→ **Short exercise**:
Revise the material from the line with "Draw the outline of every instance of the shrub" to the line with "195L564 203L564 214L574" by changing "Result" to "Output", and return only those lines with nothing else altered.
**** Extracted entries ****
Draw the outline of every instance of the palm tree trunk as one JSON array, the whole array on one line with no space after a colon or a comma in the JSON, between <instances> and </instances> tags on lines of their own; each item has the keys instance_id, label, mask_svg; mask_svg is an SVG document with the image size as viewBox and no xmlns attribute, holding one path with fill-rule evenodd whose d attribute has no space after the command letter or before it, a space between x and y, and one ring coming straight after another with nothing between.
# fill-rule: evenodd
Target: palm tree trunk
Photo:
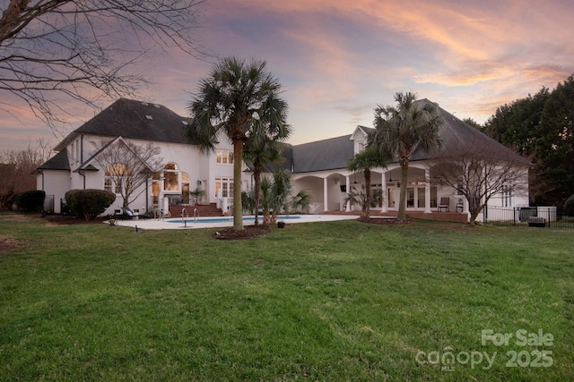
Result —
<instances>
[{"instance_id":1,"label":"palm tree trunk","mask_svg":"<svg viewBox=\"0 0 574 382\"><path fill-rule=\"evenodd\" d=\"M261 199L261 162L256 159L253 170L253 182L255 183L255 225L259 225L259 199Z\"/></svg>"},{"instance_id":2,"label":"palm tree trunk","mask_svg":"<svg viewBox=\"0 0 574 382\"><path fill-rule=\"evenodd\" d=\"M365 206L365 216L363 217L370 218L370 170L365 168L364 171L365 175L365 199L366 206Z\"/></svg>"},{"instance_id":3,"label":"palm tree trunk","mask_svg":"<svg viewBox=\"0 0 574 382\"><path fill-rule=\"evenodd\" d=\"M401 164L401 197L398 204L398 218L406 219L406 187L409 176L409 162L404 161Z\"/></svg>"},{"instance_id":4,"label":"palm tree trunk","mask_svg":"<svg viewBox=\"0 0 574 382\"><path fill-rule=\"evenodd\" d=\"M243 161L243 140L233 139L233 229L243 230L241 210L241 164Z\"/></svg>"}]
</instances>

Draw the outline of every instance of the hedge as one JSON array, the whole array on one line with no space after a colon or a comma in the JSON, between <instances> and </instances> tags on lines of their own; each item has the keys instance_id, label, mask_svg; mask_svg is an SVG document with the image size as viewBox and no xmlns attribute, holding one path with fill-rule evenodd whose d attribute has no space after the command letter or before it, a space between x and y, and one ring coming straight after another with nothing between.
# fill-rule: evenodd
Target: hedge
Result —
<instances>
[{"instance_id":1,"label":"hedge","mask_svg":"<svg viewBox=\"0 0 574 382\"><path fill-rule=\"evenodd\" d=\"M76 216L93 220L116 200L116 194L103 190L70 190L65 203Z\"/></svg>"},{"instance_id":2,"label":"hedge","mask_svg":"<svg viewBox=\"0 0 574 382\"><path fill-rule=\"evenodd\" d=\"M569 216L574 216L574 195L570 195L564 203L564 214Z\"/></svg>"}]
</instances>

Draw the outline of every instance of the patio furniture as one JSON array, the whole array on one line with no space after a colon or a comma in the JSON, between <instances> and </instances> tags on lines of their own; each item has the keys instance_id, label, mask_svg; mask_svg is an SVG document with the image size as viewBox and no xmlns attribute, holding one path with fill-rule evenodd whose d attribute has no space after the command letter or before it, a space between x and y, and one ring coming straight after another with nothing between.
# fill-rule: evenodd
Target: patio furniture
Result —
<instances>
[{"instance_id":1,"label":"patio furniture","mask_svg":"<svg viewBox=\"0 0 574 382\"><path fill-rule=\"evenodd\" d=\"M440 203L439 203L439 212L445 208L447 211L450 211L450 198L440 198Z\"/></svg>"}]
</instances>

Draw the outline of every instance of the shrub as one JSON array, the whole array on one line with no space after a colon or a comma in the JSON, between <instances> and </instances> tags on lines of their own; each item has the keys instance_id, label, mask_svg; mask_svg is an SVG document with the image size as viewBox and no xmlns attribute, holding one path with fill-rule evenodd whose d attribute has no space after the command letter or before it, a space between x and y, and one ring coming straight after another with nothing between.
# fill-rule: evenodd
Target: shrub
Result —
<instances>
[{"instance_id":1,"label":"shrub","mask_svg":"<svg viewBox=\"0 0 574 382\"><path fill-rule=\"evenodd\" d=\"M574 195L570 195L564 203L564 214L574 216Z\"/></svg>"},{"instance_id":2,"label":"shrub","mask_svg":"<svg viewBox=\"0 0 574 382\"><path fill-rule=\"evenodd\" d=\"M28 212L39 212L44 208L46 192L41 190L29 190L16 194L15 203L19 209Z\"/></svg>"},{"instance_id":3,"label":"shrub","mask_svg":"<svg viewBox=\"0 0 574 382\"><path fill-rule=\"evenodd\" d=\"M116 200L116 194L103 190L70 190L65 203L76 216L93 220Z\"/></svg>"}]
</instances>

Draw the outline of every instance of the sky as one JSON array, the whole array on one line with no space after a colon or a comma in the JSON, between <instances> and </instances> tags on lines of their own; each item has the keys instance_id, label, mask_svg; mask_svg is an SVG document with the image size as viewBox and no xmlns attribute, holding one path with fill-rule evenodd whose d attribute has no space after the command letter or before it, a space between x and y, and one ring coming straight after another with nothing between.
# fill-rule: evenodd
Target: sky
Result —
****
→ **Complete answer**:
Draw the outline of every instance of the shrub as one JSON array, the whole array on one line with no space after a colon or a comma in the JSON, between <instances> and </instances> tags on lines of their own; each item has the keys instance_id, label, mask_svg; mask_svg is an SVG document with the image size as viewBox and no xmlns attribute, holding one path with fill-rule evenodd whose d attribute has no space after the command letter or before it, a space between x and y, and one ring coming straight after another with nothing between.
# fill-rule: evenodd
Target: shrub
Output —
<instances>
[{"instance_id":1,"label":"shrub","mask_svg":"<svg viewBox=\"0 0 574 382\"><path fill-rule=\"evenodd\" d=\"M574 195L570 195L564 203L564 214L574 216Z\"/></svg>"},{"instance_id":2,"label":"shrub","mask_svg":"<svg viewBox=\"0 0 574 382\"><path fill-rule=\"evenodd\" d=\"M28 212L39 212L44 208L46 192L41 190L29 190L16 194L15 203L19 209Z\"/></svg>"},{"instance_id":3,"label":"shrub","mask_svg":"<svg viewBox=\"0 0 574 382\"><path fill-rule=\"evenodd\" d=\"M116 200L116 194L103 190L70 190L65 203L76 216L93 220Z\"/></svg>"}]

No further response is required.